任务 A: 请将文档节选中的句子"序列生成任务的训练目标是在给定源输入的条件下，最大化目标序列的概率。"译为英文。
任务 B:
请依据文档节选回答下列问题：
(i) 有评论建议将标题改成哪种语言？
(ii) 若不提交 multiplex layer 的 v2 接口的 PR，该例子会出现什么情况？
(iii) 生成时，被用作当前输入的是什么？

文档节选:
贴一段代码，在代码后面附上这样一句话是没有有效的解释，和直接看代码是没区别的，作为读者看完这句话是充满了疑惑的。

其中__init__方法定义了几种 --> 定义了几种？这几种怎么选择？参数怎么设置？请有效地与上文介绍进行管理，指代不请。

processBatch方法根据该概率进行采样 --> 该概率指代上一句的__init__里面定义的吗？__init__里面接受超参数，采样概率是如何变化的？

最终确定解码时是使用真实元素还是使用生成的元素。 --> 怎么确定的？

lcy-seso · 2017-05-15T10:27:51Z

scheduled_sampling/README.md

+其中`__init__`方法定义了几种不同的衰减概率，`processBatch`方法根据该概率进行采样，最终确定解码时是使用真实元素还是使用生成的元素。
+
+
+这里对数据reader进行封装，加入从`RandomScheduleGenerator`采样得到的`true_token_flag`作为另一组数据输入，控制解码使用的元素。


这里对数据reader进行封装 --> 请展开多写两句，这句话放在这里，为啥对reader进行封装？请不要让读者去想。。。

控制解码使用的元素。--> 这里并不涉及“解码”过程，通常把生成整个序列称之为解码。

lcy-seso · 2017-05-15T10:47:15Z

请提multiplex layer 的v2 接口的PR，否则这个例子merege 之后无法运行。

luotao1

Readme需要大改：

random_schedule_generator.py不用放在paddle repo下面么，这样别的用户也可以使用 @lcy-seso
算法简介要更加通俗易懂，可以将论文中的图转成中文，结合图进行描述。
模型实现部分目前是大段贴代码，大段贴代码的部分都可以删去，只留下一些关键的文字性描述即可。

luotao1 · 2017-05-15T11:20:47Z

scheduled_sampling/README.md

@@ -1 +1,164 @@
-TBD
+# Scheduled Sampling


标题建议改成中文，下同所有的"Scheduled Sampling"

这个好像还没有标准的中文翻译

这个例子不需要标准的中文翻译，用英文即可。暂时我也没有遇到广泛接受的中文翻译。

luotao1 · 2017-05-15T11:21:21Z

scheduled_sampling/README.md

+
+## 概述
+序列生成任务的训练目标是在给定源输入的条件下，最大化目标序列的概率。训练时该模型将目标序列中的真实元素作为解码阶段每一步的输入，然后最大化下一个元素的概率。生成时上一步解码得到的元素被用作当前的输入，然后生成下一个元素。可见这种情况下训练阶段和生成阶段的解码层输入数据的概率分布并不一致。如果序列前面生成了错误的元素，后面的输入状态将会收到影响，而该误差会随着生成过程不断向后累积。

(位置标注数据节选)
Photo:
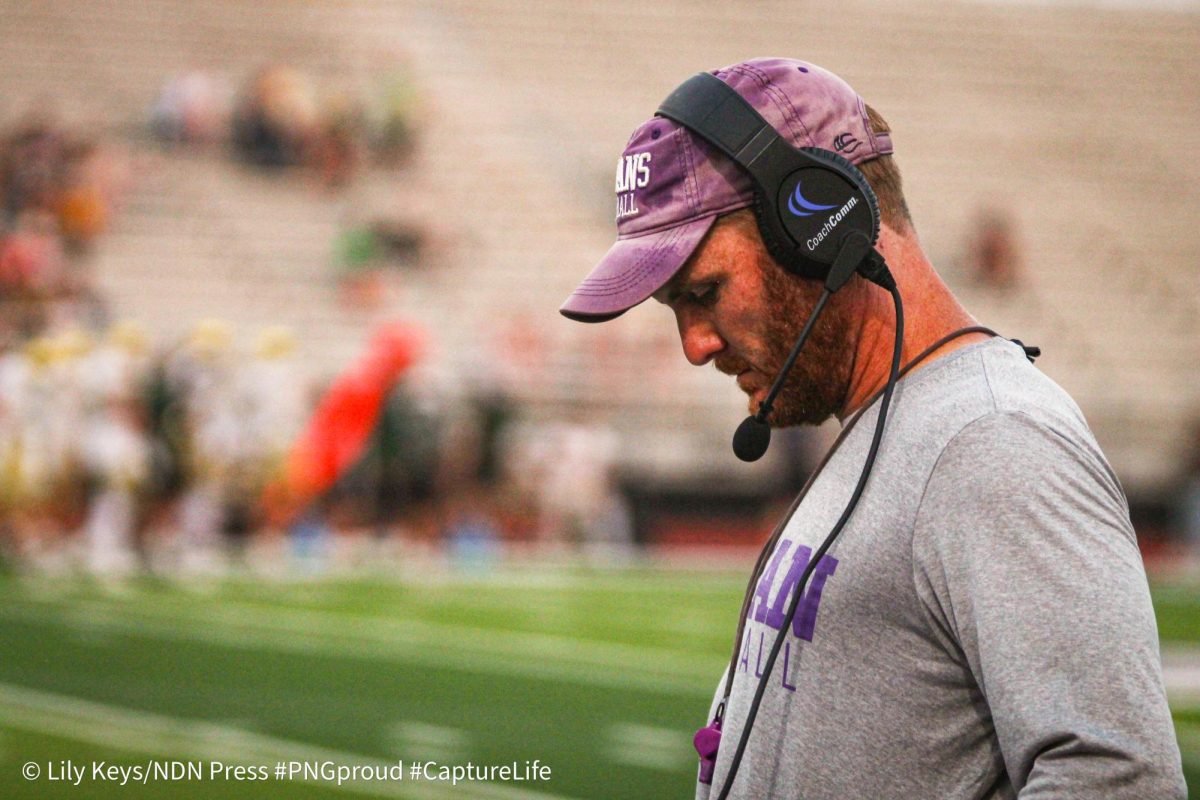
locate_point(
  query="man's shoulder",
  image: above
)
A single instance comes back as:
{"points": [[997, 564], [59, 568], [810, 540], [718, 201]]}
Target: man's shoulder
{"points": [[991, 391]]}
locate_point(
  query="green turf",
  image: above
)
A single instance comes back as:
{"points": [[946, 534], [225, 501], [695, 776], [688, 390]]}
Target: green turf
{"points": [[600, 675]]}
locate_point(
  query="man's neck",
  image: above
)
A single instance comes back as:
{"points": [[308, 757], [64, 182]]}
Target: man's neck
{"points": [[930, 310]]}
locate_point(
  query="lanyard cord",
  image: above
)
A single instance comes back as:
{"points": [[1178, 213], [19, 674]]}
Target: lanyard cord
{"points": [[897, 373]]}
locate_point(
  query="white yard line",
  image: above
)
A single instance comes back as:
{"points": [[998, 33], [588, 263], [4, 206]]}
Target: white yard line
{"points": [[649, 747], [317, 632], [165, 737]]}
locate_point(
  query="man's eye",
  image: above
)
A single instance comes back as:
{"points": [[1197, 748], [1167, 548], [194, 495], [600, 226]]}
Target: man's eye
{"points": [[705, 293]]}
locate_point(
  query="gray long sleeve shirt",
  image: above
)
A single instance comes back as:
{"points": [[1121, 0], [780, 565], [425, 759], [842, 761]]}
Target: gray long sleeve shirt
{"points": [[981, 629]]}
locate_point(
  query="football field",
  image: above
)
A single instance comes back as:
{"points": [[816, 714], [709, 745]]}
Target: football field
{"points": [[598, 675]]}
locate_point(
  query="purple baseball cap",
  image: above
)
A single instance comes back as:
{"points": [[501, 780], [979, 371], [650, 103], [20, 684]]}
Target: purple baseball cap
{"points": [[672, 186]]}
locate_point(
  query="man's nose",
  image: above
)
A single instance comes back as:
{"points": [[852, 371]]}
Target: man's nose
{"points": [[701, 342]]}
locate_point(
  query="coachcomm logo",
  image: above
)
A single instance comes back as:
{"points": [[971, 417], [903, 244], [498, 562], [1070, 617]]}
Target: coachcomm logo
{"points": [[801, 206]]}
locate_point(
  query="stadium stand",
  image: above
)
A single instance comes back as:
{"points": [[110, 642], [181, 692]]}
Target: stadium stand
{"points": [[1075, 121]]}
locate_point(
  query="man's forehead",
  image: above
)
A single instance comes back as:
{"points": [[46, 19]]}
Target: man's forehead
{"points": [[672, 287]]}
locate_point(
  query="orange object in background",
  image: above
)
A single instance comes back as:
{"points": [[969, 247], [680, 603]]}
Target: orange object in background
{"points": [[341, 426]]}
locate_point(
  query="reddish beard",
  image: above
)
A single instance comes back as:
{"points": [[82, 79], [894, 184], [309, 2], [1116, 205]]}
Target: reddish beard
{"points": [[819, 382]]}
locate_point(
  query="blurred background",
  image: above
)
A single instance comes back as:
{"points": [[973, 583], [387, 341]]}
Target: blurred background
{"points": [[298, 459]]}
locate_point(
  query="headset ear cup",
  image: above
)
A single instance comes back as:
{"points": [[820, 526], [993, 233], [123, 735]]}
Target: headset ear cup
{"points": [[856, 176], [780, 247]]}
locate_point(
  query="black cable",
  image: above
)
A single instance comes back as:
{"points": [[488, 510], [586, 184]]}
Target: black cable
{"points": [[769, 401], [893, 377]]}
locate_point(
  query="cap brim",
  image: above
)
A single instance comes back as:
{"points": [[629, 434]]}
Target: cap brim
{"points": [[633, 270]]}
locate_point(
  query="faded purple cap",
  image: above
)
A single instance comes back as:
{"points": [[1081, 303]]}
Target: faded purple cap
{"points": [[671, 185]]}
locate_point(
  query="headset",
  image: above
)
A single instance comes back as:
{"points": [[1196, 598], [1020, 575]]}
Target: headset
{"points": [[820, 220], [817, 215]]}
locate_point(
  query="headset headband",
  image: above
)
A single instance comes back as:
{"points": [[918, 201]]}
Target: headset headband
{"points": [[715, 112], [807, 199]]}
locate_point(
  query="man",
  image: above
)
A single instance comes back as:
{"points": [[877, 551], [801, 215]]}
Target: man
{"points": [[982, 627]]}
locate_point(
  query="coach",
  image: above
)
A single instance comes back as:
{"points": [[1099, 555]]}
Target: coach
{"points": [[982, 626]]}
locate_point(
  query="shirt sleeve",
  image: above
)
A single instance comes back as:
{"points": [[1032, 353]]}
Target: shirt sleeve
{"points": [[1025, 557]]}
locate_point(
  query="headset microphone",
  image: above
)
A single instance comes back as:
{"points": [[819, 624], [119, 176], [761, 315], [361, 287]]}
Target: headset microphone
{"points": [[753, 437]]}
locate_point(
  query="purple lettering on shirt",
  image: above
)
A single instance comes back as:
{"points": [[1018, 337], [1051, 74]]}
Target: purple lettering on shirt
{"points": [[787, 666], [762, 595], [807, 613]]}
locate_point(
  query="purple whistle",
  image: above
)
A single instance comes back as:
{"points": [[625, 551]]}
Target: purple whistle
{"points": [[708, 741]]}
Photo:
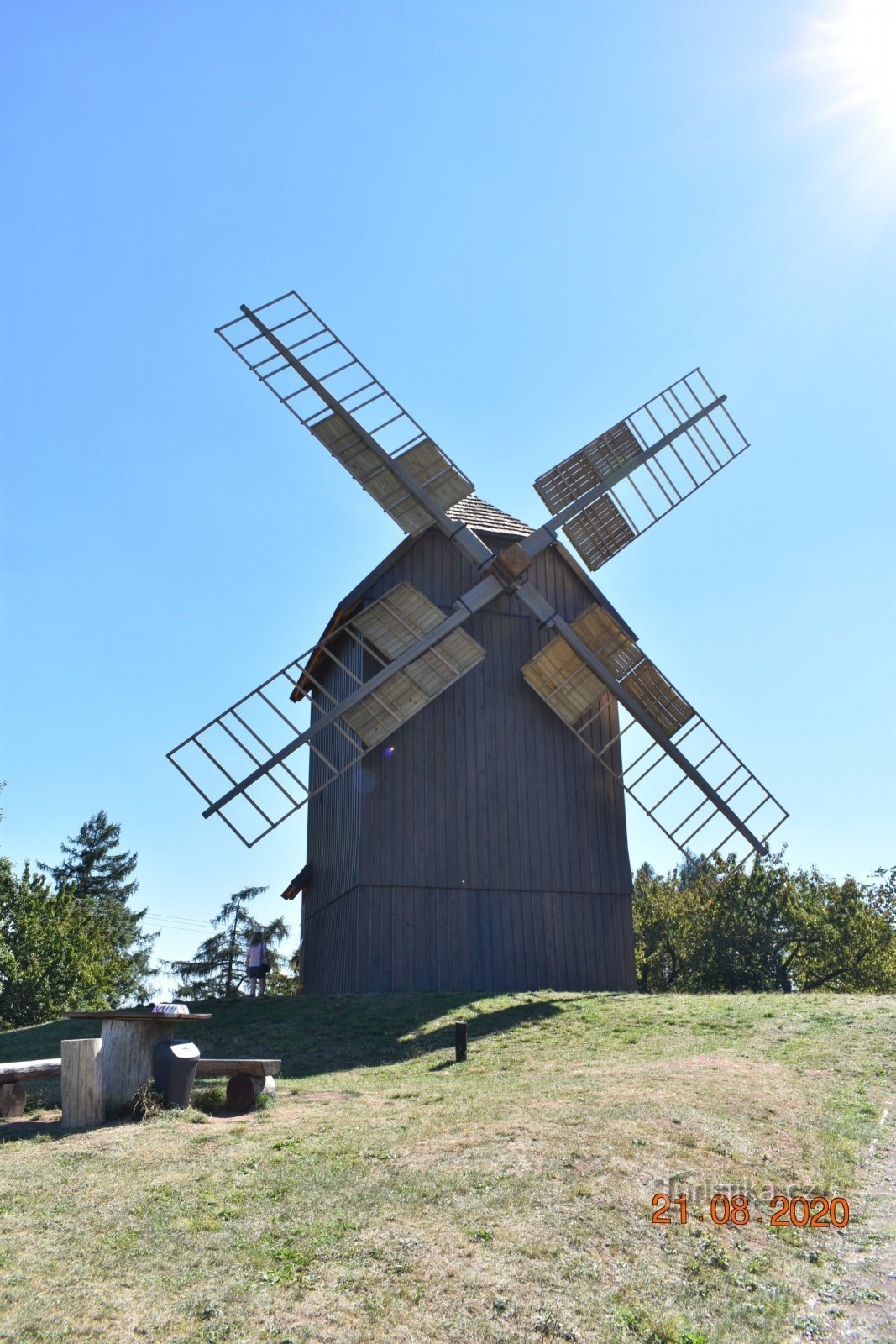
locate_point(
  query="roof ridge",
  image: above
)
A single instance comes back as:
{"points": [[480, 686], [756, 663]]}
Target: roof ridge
{"points": [[486, 517]]}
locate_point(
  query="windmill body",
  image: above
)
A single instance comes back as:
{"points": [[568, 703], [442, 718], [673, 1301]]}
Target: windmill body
{"points": [[465, 729], [479, 848]]}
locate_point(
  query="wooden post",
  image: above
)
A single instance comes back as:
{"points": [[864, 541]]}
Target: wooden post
{"points": [[82, 1101], [128, 1047], [13, 1100]]}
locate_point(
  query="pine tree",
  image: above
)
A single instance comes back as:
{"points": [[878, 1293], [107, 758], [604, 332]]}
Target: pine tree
{"points": [[101, 877], [54, 954], [217, 969]]}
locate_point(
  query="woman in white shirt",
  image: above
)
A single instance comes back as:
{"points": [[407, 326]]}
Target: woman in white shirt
{"points": [[257, 964]]}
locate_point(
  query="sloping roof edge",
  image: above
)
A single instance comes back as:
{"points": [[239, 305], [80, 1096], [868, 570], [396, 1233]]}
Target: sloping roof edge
{"points": [[351, 602]]}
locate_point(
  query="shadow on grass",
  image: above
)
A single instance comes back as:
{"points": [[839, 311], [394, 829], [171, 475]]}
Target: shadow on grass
{"points": [[320, 1035], [15, 1129]]}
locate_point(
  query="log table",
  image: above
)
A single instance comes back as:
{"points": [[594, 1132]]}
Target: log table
{"points": [[128, 1045]]}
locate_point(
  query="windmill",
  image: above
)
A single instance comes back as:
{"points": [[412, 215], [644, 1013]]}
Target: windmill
{"points": [[466, 727]]}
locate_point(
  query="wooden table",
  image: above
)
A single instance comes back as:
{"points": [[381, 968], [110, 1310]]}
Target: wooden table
{"points": [[128, 1045]]}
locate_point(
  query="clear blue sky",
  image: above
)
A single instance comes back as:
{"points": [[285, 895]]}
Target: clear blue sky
{"points": [[527, 219]]}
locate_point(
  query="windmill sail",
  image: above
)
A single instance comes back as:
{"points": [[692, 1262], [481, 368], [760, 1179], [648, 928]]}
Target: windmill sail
{"points": [[694, 813], [296, 355], [624, 481], [264, 759]]}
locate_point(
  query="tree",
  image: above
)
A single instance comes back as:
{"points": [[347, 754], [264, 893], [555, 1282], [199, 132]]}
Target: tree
{"points": [[217, 969], [101, 877], [712, 927], [54, 954]]}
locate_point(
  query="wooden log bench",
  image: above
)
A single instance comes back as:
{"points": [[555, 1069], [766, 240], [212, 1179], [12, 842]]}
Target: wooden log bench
{"points": [[248, 1079], [13, 1079]]}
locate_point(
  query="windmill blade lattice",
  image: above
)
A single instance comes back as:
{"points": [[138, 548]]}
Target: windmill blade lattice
{"points": [[651, 776], [264, 759], [624, 481], [347, 409]]}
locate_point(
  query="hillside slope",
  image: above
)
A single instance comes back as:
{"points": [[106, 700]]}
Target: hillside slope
{"points": [[394, 1195]]}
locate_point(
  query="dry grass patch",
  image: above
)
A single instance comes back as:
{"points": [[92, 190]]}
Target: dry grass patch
{"points": [[506, 1200]]}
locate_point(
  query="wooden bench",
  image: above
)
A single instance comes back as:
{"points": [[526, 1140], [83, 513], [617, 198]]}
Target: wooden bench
{"points": [[13, 1077], [258, 1073], [248, 1079]]}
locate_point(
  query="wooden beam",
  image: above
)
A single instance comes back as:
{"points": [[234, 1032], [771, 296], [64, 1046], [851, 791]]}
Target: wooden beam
{"points": [[19, 1073], [222, 1068]]}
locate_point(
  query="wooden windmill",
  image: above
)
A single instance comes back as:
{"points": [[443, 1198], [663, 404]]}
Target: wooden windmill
{"points": [[465, 729]]}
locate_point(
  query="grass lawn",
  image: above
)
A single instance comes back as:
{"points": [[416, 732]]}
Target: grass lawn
{"points": [[394, 1195]]}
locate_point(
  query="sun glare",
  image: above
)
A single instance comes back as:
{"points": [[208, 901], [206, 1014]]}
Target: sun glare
{"points": [[849, 53]]}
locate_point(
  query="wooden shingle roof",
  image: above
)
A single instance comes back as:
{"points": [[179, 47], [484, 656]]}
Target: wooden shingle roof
{"points": [[485, 517]]}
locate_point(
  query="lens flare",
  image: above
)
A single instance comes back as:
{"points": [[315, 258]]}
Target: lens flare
{"points": [[848, 51]]}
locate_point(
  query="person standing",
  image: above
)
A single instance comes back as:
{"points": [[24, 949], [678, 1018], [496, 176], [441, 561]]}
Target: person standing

答案 A: The training objective of a sequence generation task is to maximize the probability of the target sequence given the source input.

答案 B:
(i) 中文。
(ii) 该例子合并之后无法运行。
(iii) 上一步解码得到的元素。